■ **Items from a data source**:

▼▼▼

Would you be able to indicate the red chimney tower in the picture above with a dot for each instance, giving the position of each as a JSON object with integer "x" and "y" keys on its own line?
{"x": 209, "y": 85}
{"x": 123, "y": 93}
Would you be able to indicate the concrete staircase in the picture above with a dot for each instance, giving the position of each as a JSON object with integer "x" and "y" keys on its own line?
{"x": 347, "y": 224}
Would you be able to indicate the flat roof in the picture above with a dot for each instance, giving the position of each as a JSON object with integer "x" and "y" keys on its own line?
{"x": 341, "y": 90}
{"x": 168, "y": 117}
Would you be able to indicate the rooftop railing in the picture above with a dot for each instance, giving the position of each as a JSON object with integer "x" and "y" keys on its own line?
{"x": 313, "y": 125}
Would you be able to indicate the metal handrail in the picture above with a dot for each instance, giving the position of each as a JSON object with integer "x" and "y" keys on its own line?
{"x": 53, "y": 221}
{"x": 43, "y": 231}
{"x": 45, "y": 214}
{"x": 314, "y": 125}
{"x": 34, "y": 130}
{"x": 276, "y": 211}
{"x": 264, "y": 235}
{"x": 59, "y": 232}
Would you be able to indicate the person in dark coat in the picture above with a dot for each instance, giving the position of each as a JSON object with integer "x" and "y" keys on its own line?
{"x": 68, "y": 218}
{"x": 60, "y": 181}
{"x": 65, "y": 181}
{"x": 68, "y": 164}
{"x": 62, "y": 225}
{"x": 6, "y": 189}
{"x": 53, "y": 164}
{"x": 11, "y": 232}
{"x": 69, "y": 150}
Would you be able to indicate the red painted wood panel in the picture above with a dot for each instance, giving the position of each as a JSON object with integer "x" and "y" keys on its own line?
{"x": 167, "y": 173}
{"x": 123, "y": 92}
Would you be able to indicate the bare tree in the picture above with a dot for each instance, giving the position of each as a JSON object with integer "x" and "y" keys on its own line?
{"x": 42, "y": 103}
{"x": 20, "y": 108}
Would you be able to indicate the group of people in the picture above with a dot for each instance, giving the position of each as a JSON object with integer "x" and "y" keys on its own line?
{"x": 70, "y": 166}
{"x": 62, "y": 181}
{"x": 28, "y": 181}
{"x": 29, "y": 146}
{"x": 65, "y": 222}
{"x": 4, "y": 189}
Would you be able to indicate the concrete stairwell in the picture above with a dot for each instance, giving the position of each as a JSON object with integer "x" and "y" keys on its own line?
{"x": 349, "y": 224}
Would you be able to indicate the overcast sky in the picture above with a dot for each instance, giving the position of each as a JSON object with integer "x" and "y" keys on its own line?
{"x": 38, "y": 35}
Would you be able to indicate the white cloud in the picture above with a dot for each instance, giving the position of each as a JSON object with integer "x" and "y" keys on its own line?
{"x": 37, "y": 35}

▲▲▲

Return all the data exactly as given.

Would you be able to indicate the red chimney tower in the picture above with a dot for each instance, giving the position of each as a JSON object with integer "x" and "y" keys on its own line?
{"x": 209, "y": 85}
{"x": 123, "y": 93}
Would you be able to indicate the concrete staircase in the picture above with a dot for each instance, giving the position of each as a JSON object with integer "x" and "y" keys on its own line?
{"x": 347, "y": 224}
Would you be able to indicate the flat roof in the picture above with a dot for each instance, giving the position of each as a JSON object with integer "x" and "y" keys on its own line?
{"x": 341, "y": 90}
{"x": 168, "y": 117}
Would you be able to indicate the rooftop railing in the picture above with a dot for each instance, giving the position of each as a JSON object with integer "x" and "y" keys on its own line?
{"x": 313, "y": 125}
Would you be able to indicate the metal handrail in the picture above with a dot for each instance, giving the position of each as a JSON object with integer "x" and "y" keys on its own line?
{"x": 53, "y": 221}
{"x": 43, "y": 231}
{"x": 45, "y": 214}
{"x": 314, "y": 125}
{"x": 34, "y": 130}
{"x": 276, "y": 211}
{"x": 264, "y": 235}
{"x": 59, "y": 232}
Would you be able to indicate the person in dark coat in the picture above with a dot for each instance, giving the position of each as a JSON object with integer "x" and "y" keys on its own line?
{"x": 68, "y": 218}
{"x": 60, "y": 181}
{"x": 65, "y": 181}
{"x": 68, "y": 164}
{"x": 62, "y": 225}
{"x": 6, "y": 189}
{"x": 53, "y": 164}
{"x": 11, "y": 232}
{"x": 69, "y": 150}
Would you be able to indicate the red painted wood panel in the picture above with a dot for each instance, giving the position of each as a JSON object with integer "x" and "y" keys on its own line?
{"x": 167, "y": 173}
{"x": 123, "y": 92}
Would you be able to indicate the bare tree in the picture above with a dot for each instance, giving the position of each as a JSON object with integer "x" and "y" keys on its own line?
{"x": 42, "y": 103}
{"x": 20, "y": 108}
Would you be able to indicate the group of people in the picture above with a dot for each instance, giving the position of each as a JSON object with integer "x" and "y" keys on its own line?
{"x": 70, "y": 166}
{"x": 62, "y": 181}
{"x": 28, "y": 181}
{"x": 29, "y": 146}
{"x": 65, "y": 222}
{"x": 4, "y": 189}
Would you be able to indicate the concrete stairwell in the picture above with a dot for each instance, giving the position of each as a JSON object with integer "x" and "y" keys on its own line?
{"x": 349, "y": 224}
Would you be able to indicate the overcast sky in the picture above with a dot for each instance, giving the position of each as a JSON object with integer "x" and "y" keys on its own line?
{"x": 38, "y": 35}
Would you be able to indicate the white cloud in the picture above with a dot for each instance, giving the position of each as a JSON object with integer "x" and "y" keys on its own line?
{"x": 37, "y": 35}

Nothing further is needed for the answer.